#### Stored items
★ ★ ★ ★
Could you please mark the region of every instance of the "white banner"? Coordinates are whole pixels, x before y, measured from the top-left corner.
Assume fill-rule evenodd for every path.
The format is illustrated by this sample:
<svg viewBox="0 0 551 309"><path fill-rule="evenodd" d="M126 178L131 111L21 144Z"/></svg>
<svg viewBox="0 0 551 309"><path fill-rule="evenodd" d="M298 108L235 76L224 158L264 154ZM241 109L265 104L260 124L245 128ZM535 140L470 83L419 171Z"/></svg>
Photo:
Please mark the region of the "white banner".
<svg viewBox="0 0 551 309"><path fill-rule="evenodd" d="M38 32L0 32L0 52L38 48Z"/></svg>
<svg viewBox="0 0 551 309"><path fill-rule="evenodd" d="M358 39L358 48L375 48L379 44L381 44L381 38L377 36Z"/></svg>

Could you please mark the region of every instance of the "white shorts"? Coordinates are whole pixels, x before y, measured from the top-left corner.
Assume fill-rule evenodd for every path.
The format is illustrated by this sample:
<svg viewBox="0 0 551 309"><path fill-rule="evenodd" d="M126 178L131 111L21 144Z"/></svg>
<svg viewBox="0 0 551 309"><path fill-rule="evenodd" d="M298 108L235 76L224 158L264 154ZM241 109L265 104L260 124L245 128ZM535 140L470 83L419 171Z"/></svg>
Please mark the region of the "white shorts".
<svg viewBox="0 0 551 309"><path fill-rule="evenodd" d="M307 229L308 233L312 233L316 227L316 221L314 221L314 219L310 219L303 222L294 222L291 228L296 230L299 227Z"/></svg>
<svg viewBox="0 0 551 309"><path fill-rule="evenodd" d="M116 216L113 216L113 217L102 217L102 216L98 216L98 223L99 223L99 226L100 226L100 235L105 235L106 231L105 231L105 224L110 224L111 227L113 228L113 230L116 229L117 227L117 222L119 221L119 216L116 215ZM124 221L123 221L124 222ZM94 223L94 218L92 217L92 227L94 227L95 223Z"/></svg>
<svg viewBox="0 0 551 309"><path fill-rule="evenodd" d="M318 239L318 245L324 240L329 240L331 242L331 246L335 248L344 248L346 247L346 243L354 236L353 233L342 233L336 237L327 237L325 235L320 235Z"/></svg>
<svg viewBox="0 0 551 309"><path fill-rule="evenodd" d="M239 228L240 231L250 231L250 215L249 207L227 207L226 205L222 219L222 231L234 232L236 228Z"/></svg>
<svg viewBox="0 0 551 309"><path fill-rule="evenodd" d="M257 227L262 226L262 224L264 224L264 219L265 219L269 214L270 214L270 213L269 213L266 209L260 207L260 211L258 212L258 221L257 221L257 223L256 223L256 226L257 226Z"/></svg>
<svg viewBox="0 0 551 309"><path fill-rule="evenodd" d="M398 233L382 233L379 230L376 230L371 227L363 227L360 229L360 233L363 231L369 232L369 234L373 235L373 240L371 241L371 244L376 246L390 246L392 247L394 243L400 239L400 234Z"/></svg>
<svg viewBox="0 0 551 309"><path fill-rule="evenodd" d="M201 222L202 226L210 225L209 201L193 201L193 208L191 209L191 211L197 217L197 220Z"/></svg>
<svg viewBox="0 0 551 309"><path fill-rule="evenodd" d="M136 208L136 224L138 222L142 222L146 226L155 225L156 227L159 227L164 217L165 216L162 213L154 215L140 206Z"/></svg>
★ ★ ★ ★
#### What the exercise asks
Nothing in the records may change. Print all of them.

#### Exercise solution
Could you please mark the region of every instance of the "white banner"? Coordinates are whole pixels, x before y, measured from the top-left corner.
Assume fill-rule evenodd for every path.
The format is illustrated by this sample:
<svg viewBox="0 0 551 309"><path fill-rule="evenodd" d="M126 178L131 111L21 144Z"/></svg>
<svg viewBox="0 0 551 309"><path fill-rule="evenodd" d="M298 108L235 76L224 158L264 154ZM241 109L265 104L260 124L245 128ZM535 140L470 83L419 171Z"/></svg>
Photo:
Please mark the region of the "white banner".
<svg viewBox="0 0 551 309"><path fill-rule="evenodd" d="M38 32L0 32L0 52L38 48Z"/></svg>
<svg viewBox="0 0 551 309"><path fill-rule="evenodd" d="M358 39L358 48L375 48L379 44L381 44L381 38L377 36Z"/></svg>

Could you please mark the region of every instance of the "white shorts"? Coordinates are whole pixels, x before y, measured from the top-left corner.
Assume fill-rule evenodd for every path.
The format is illustrated by this sample:
<svg viewBox="0 0 551 309"><path fill-rule="evenodd" d="M126 178L131 111L21 144Z"/></svg>
<svg viewBox="0 0 551 309"><path fill-rule="evenodd" d="M298 108L235 76L224 158L264 154ZM241 109L265 104L260 124L245 128ZM535 140L470 83L419 171Z"/></svg>
Please mark the region of the "white shorts".
<svg viewBox="0 0 551 309"><path fill-rule="evenodd" d="M307 229L308 233L312 233L316 227L316 221L314 221L314 219L310 219L303 222L294 222L291 228L296 230L299 227Z"/></svg>
<svg viewBox="0 0 551 309"><path fill-rule="evenodd" d="M116 216L113 216L113 217L102 217L102 216L98 216L98 223L99 223L99 226L100 226L100 235L105 235L106 231L105 231L105 224L110 224L111 227L113 228L113 230L116 229L117 227L117 222L119 221L119 216L116 215ZM124 221L123 221L124 222ZM94 223L94 218L92 217L92 227L94 227L95 223Z"/></svg>
<svg viewBox="0 0 551 309"><path fill-rule="evenodd" d="M318 239L318 245L324 240L329 240L331 242L331 246L335 248L344 248L346 247L346 243L354 236L353 233L342 233L336 237L327 237L325 235L320 235Z"/></svg>
<svg viewBox="0 0 551 309"><path fill-rule="evenodd" d="M239 228L240 231L250 231L250 215L249 207L227 207L226 205L222 219L222 231L234 232L236 228Z"/></svg>
<svg viewBox="0 0 551 309"><path fill-rule="evenodd" d="M257 227L262 226L262 224L264 224L264 219L265 219L269 214L270 214L270 213L269 213L266 209L260 207L260 211L258 212L258 221L257 221L257 223L256 223L256 226L257 226Z"/></svg>
<svg viewBox="0 0 551 309"><path fill-rule="evenodd" d="M398 233L382 233L379 230L376 230L371 227L363 227L360 229L360 233L363 231L369 232L369 234L373 235L373 240L371 241L371 244L376 246L390 246L392 247L394 243L400 239L400 234Z"/></svg>
<svg viewBox="0 0 551 309"><path fill-rule="evenodd" d="M201 222L202 226L210 225L209 201L193 201L193 208L191 209L191 211L197 217L197 220Z"/></svg>
<svg viewBox="0 0 551 309"><path fill-rule="evenodd" d="M136 208L136 224L138 222L142 222L146 226L155 225L156 227L159 227L164 217L165 216L162 213L154 215L140 206Z"/></svg>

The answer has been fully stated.